■ **Texte fourni**

-*-*-

Notre invité de ce dimanche est le secrétaire général du MMM, Rajesh Bhagwan, un des députés de l’opposition le plus souvent suspendu ou expulsé du Parlement. Dans l’interview qu’il nous accordé, cette semaine, Rajesh Bhagwan revient, forcément, sur la conduite du Speaker mais aussi sur les négociations menant à l’alliance électorale PTr/MMM/PMSD. « La seule solution pour sauver le pays », selon lui.
Vous êtes un des parlementaires de l’opposition le plus souvent expulsé et suspendu par le Speaker. Pour quelle raison est-ce qu’il semble s’acharner sur vous ?

-*-*-

■ **Matériel présenté**
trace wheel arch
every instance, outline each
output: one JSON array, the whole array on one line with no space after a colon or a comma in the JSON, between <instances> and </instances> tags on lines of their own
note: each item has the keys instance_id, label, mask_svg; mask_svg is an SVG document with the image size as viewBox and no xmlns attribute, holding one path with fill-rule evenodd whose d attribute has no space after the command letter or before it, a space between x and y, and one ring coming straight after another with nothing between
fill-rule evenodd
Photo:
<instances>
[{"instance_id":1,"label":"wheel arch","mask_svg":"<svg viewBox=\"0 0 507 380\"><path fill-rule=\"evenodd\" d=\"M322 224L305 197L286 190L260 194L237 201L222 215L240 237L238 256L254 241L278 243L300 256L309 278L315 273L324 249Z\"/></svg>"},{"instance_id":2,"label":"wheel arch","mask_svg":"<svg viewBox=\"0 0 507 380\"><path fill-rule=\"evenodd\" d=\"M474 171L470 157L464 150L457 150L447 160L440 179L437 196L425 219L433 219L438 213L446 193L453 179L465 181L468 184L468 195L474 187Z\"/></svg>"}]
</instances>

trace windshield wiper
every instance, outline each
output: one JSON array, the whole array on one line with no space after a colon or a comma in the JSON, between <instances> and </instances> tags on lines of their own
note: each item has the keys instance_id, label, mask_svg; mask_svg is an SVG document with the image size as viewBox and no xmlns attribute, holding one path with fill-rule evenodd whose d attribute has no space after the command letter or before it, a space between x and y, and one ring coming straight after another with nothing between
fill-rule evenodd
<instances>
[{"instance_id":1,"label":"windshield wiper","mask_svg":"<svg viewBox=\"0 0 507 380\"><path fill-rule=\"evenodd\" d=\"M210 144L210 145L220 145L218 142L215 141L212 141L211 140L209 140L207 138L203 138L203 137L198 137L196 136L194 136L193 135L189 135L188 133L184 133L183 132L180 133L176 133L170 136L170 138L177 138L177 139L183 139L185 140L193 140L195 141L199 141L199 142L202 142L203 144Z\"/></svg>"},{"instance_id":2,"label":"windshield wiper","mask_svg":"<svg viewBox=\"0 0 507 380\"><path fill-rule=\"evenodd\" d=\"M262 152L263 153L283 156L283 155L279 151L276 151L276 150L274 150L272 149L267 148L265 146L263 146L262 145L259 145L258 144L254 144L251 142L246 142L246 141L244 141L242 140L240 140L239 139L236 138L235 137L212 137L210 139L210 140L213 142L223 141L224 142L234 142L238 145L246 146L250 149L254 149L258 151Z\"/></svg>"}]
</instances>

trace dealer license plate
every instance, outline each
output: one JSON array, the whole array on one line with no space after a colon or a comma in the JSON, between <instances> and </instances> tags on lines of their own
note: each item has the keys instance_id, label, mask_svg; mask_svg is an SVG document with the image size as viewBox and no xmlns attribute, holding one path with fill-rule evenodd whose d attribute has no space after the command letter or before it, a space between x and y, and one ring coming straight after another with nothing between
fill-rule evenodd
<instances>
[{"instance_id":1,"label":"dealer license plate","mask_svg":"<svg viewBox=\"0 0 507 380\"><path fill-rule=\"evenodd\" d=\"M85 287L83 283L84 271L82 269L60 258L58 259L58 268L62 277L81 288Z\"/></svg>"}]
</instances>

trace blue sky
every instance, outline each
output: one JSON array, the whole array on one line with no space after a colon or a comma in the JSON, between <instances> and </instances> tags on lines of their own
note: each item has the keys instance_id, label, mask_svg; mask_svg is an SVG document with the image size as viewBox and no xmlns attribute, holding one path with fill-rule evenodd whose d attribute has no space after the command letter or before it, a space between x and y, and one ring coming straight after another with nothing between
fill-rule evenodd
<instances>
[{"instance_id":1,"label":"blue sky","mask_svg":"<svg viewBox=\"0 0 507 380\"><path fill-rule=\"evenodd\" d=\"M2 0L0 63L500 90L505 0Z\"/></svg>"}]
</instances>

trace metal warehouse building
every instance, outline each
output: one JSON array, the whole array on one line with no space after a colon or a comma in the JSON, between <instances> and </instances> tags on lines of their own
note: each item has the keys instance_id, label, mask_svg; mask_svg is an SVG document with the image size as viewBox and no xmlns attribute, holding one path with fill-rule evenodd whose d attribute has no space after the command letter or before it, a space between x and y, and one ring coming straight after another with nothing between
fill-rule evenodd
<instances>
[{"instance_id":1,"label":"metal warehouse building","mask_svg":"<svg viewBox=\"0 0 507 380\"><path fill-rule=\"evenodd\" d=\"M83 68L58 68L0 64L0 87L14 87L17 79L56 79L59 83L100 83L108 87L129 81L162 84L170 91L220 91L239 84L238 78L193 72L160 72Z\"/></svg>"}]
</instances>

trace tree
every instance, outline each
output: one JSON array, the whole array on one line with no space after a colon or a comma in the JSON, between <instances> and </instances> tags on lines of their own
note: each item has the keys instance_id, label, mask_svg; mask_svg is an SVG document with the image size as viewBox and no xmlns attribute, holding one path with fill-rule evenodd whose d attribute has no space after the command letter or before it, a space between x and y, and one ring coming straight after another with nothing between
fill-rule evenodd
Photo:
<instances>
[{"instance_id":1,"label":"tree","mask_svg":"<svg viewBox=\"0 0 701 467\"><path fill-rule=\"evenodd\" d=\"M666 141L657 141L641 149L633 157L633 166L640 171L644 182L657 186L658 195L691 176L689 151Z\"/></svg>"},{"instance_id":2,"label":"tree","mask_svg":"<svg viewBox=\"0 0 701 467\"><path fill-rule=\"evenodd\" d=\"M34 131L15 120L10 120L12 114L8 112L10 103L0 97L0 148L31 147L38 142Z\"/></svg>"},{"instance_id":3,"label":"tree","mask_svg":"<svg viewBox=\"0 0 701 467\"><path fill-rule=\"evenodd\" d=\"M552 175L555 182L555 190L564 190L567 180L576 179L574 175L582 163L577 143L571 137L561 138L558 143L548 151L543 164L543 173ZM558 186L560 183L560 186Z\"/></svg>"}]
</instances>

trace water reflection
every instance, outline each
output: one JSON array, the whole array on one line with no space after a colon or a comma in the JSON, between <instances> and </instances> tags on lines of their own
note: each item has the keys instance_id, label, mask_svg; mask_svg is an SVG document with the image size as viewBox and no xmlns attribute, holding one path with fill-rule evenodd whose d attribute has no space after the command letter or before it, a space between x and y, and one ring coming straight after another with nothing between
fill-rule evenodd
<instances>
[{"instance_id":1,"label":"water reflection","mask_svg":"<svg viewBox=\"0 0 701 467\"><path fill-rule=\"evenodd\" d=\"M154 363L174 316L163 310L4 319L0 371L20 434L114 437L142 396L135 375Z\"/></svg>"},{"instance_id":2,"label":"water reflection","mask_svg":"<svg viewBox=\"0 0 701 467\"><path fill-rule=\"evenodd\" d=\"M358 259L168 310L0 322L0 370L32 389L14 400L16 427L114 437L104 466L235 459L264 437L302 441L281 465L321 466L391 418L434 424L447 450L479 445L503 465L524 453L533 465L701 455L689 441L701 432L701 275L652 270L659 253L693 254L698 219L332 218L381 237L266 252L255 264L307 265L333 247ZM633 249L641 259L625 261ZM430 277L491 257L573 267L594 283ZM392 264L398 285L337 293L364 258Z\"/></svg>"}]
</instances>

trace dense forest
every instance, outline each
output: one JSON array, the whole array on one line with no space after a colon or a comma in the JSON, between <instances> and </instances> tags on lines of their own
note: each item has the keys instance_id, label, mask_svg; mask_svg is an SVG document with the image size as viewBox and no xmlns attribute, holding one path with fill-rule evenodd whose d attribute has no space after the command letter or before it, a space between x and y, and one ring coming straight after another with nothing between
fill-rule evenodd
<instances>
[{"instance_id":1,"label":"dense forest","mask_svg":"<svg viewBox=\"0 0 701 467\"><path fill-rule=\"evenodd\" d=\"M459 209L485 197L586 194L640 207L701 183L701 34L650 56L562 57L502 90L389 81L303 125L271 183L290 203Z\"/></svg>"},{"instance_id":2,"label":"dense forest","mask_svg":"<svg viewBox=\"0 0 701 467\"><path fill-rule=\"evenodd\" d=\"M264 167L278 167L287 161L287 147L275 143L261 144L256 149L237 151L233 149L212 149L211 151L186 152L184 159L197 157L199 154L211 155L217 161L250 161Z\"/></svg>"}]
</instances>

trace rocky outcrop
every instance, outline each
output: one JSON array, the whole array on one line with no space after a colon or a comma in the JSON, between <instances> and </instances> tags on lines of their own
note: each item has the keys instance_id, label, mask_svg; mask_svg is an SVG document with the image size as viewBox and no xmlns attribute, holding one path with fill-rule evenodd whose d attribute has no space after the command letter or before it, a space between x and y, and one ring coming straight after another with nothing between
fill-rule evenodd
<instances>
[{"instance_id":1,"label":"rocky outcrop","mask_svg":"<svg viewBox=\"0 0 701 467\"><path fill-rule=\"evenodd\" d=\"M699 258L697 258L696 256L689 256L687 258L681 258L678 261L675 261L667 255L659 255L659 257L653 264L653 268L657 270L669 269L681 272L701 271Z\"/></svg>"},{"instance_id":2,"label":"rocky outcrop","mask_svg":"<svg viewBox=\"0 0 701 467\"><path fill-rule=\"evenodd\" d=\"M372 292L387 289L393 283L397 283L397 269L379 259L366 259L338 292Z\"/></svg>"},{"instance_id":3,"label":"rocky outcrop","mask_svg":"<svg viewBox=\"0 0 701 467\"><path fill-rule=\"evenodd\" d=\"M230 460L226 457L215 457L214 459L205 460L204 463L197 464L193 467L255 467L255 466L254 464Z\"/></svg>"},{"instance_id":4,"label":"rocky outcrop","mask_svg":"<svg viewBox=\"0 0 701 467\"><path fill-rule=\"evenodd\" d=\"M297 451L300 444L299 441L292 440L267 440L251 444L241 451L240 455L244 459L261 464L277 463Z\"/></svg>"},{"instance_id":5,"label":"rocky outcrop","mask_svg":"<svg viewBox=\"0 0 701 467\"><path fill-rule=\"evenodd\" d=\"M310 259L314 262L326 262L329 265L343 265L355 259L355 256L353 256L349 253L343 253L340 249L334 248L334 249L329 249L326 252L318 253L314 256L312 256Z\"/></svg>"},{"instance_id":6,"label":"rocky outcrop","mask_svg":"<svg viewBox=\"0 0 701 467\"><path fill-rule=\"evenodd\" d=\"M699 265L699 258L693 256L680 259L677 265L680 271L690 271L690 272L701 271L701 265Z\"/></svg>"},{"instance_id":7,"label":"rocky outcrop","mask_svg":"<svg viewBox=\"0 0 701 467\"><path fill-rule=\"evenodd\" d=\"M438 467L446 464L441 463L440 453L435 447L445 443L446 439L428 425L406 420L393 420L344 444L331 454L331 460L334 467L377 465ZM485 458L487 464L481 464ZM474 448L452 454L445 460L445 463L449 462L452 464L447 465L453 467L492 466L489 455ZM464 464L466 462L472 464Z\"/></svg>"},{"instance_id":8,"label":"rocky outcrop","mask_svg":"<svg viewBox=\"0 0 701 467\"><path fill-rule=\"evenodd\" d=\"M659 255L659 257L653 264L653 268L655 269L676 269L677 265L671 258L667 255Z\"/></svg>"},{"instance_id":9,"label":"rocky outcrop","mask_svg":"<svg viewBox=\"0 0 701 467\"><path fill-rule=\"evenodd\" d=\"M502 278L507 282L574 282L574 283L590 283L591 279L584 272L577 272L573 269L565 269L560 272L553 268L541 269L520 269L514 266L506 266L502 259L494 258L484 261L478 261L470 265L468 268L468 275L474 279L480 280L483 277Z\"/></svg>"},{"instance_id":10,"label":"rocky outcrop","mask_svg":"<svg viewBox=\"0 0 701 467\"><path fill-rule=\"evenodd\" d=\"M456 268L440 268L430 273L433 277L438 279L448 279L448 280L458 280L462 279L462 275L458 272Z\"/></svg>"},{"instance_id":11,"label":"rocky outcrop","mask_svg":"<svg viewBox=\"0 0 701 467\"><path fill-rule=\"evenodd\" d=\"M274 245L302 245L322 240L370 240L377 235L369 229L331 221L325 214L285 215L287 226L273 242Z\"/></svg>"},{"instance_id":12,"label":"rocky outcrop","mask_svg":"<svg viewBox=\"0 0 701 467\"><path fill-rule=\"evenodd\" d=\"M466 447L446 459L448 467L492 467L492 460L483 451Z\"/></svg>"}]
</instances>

-*-*-

■ **Demande écrite**
Reproduisez à l'identique le passage de l'interview de Rajesh Bhagwan qui commence par « Vous êtes un » et se poursuit jusqu'à « s’acharner sur vous ? ». Appuyez-vous uniquement sur le texte fourni.

■ **Réponse**
Vous êtes un des parlementaires de l’opposition le plus souvent expulsé et suspendu par le Speaker. Pour quelle raison est-ce qu’il semble s’acharner sur vous ?